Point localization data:
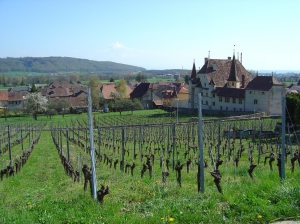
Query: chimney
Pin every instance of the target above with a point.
(241, 58)
(243, 81)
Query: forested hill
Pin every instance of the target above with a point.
(63, 64)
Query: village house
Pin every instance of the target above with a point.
(107, 88)
(3, 100)
(74, 94)
(225, 85)
(175, 94)
(148, 94)
(293, 88)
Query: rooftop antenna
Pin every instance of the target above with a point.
(233, 50)
(241, 57)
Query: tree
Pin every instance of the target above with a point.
(94, 84)
(58, 106)
(74, 78)
(5, 111)
(121, 87)
(292, 100)
(180, 80)
(116, 96)
(35, 103)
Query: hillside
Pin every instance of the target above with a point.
(62, 64)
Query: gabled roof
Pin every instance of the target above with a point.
(3, 95)
(61, 89)
(231, 92)
(110, 87)
(263, 83)
(140, 90)
(223, 67)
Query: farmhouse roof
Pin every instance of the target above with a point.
(140, 90)
(222, 71)
(233, 74)
(3, 95)
(62, 89)
(263, 83)
(109, 87)
(158, 102)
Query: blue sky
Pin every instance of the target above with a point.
(156, 34)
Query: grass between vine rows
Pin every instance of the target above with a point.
(43, 193)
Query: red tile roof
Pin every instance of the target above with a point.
(263, 83)
(3, 95)
(221, 74)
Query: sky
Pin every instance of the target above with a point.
(154, 34)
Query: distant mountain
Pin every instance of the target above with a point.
(167, 72)
(63, 64)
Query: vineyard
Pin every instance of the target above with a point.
(147, 170)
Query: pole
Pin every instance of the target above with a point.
(177, 111)
(173, 147)
(123, 150)
(68, 145)
(92, 151)
(200, 139)
(283, 139)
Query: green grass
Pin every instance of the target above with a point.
(42, 192)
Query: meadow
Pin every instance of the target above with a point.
(43, 192)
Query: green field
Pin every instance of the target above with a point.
(42, 192)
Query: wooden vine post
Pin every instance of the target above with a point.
(9, 148)
(173, 146)
(123, 150)
(68, 145)
(283, 139)
(200, 140)
(92, 151)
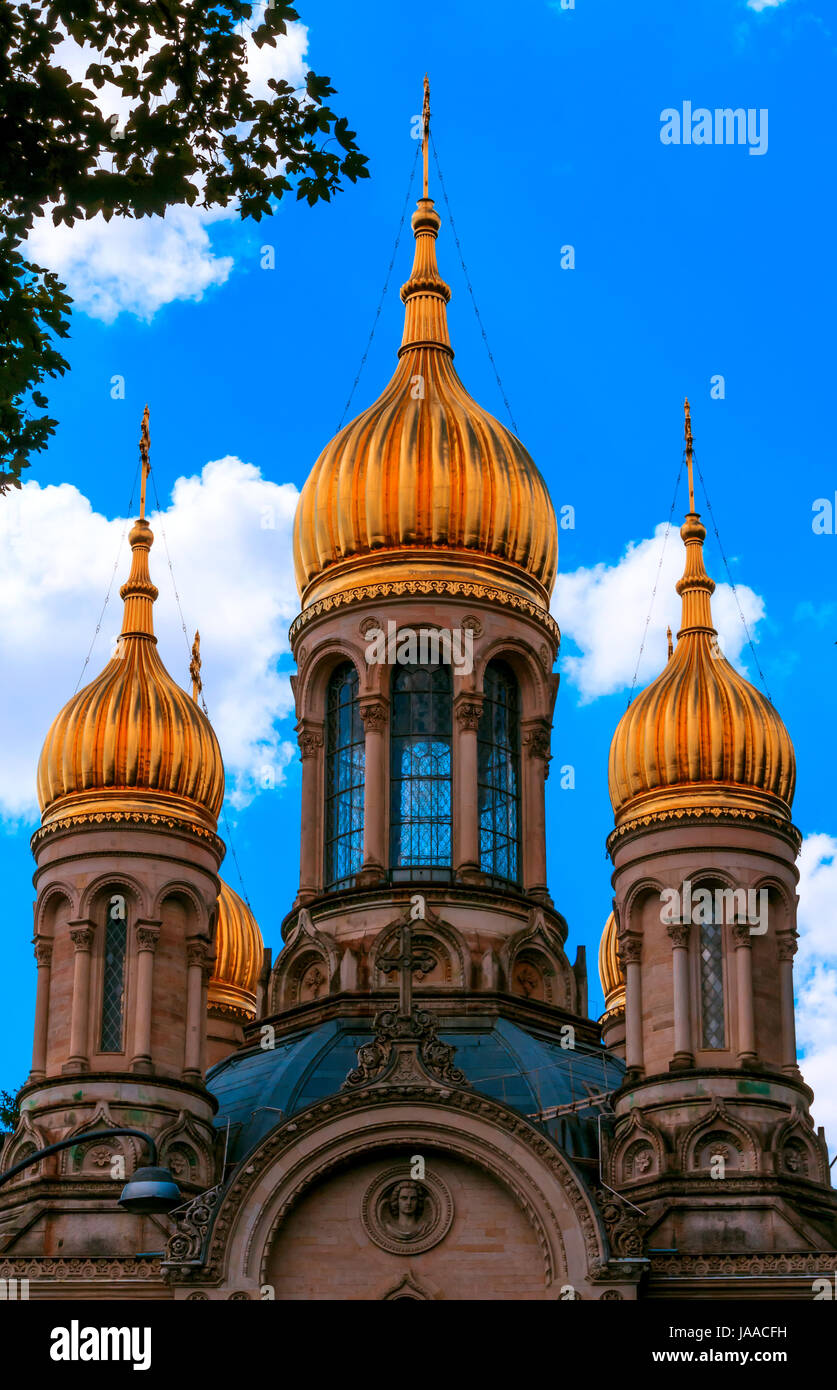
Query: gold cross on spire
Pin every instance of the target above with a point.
(145, 448)
(406, 962)
(426, 131)
(688, 456)
(195, 667)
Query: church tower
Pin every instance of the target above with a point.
(713, 1134)
(129, 783)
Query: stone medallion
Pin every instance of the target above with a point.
(405, 1215)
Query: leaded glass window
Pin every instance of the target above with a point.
(345, 766)
(712, 1011)
(420, 773)
(113, 986)
(498, 744)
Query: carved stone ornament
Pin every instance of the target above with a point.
(373, 715)
(469, 713)
(403, 1215)
(405, 1048)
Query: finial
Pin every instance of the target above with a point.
(688, 458)
(145, 448)
(195, 667)
(426, 131)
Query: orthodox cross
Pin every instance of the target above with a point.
(426, 128)
(688, 455)
(145, 448)
(195, 667)
(406, 962)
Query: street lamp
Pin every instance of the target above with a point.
(149, 1190)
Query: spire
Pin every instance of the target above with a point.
(138, 592)
(426, 293)
(695, 587)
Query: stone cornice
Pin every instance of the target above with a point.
(455, 588)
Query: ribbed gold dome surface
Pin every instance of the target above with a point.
(132, 740)
(238, 957)
(611, 972)
(424, 483)
(700, 736)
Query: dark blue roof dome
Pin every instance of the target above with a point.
(527, 1070)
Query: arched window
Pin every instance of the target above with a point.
(113, 984)
(712, 1009)
(345, 762)
(498, 745)
(420, 773)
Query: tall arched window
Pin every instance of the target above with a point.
(712, 1009)
(345, 763)
(420, 773)
(498, 777)
(113, 984)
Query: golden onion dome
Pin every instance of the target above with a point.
(239, 951)
(700, 736)
(132, 741)
(424, 483)
(611, 972)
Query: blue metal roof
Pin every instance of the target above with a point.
(527, 1070)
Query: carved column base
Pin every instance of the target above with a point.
(681, 1062)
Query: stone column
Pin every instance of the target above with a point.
(310, 851)
(198, 955)
(148, 936)
(743, 940)
(534, 772)
(43, 954)
(467, 709)
(630, 952)
(679, 934)
(376, 723)
(81, 934)
(787, 950)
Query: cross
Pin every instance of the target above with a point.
(145, 448)
(426, 127)
(195, 667)
(406, 962)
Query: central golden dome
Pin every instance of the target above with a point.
(424, 483)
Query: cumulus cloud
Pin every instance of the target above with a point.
(228, 534)
(816, 976)
(602, 612)
(138, 264)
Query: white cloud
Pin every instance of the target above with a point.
(816, 976)
(138, 264)
(602, 610)
(228, 534)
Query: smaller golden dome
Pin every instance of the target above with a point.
(611, 972)
(132, 740)
(700, 736)
(239, 951)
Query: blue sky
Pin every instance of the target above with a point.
(690, 262)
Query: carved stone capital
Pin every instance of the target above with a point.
(374, 715)
(81, 937)
(535, 740)
(469, 710)
(148, 934)
(630, 950)
(43, 951)
(309, 738)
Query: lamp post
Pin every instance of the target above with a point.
(149, 1190)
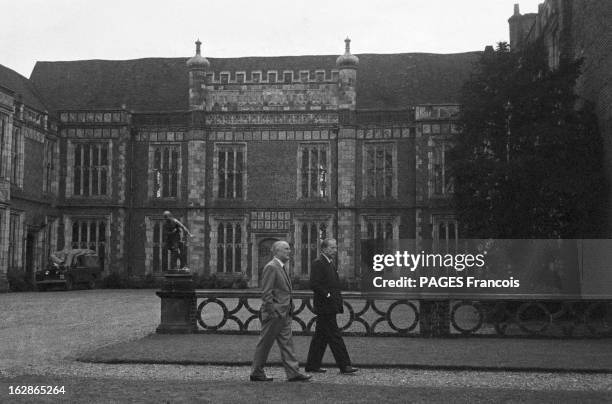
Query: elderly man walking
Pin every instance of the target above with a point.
(325, 283)
(276, 316)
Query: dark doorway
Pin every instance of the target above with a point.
(264, 255)
(29, 264)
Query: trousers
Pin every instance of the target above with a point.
(276, 329)
(327, 333)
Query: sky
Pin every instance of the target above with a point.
(51, 30)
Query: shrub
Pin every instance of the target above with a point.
(18, 281)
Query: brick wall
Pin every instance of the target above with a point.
(592, 39)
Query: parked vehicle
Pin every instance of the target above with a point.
(69, 268)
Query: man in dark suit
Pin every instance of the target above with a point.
(276, 316)
(325, 283)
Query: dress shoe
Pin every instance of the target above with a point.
(349, 369)
(300, 378)
(318, 370)
(261, 378)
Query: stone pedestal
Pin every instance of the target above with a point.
(178, 304)
(434, 318)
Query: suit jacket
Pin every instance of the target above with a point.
(276, 291)
(323, 280)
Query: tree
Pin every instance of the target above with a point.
(528, 163)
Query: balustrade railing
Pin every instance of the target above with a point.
(237, 311)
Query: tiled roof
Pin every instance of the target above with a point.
(21, 86)
(392, 81)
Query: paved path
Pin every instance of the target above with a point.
(42, 333)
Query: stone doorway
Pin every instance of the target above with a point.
(264, 255)
(29, 257)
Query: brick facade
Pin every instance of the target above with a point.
(244, 152)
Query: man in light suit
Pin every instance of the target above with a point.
(325, 283)
(276, 316)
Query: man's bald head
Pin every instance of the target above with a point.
(281, 250)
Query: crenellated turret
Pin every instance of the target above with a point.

Task brief: Spot the lines above that mention "dome" and copy them.

Response to the exercise:
Query: ribbed gold dome surface
Query: dark blue roof dome
Query: golden onion dome
Query: central golden dome
Query: smaller golden dome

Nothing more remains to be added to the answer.